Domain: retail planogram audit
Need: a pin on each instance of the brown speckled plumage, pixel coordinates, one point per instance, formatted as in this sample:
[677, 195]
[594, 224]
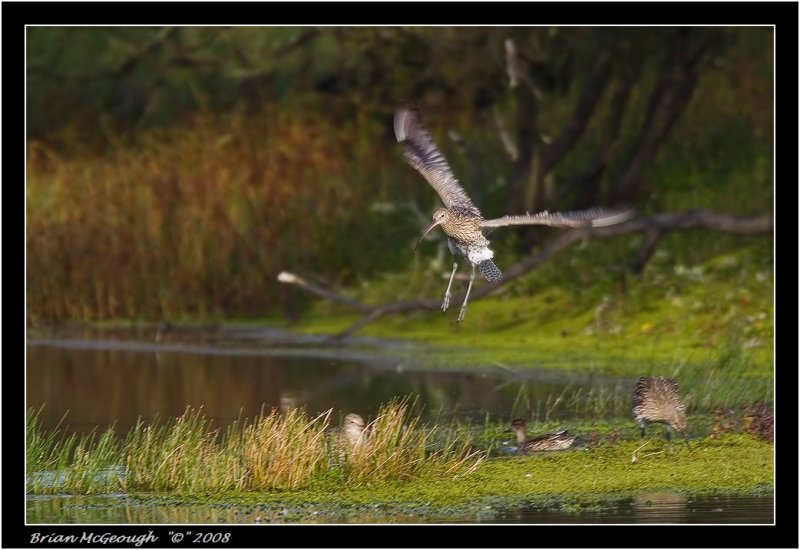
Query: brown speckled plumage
[460, 219]
[556, 441]
[657, 399]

◆ ◆ ◆ ◆

> What the task asks:
Format the data above as a numbered list with blank lines omitted, and leave out the pictures.

> Solution:
1. Domain: retail planogram audit
2. Need: a pin on each instance of the brown speckled plumage, pixel coordinates, one point per instance, formatted as in this sample:
3. [677, 195]
4. [594, 224]
5. Query: brown speckled plumage
6. [460, 219]
7. [556, 441]
8. [657, 399]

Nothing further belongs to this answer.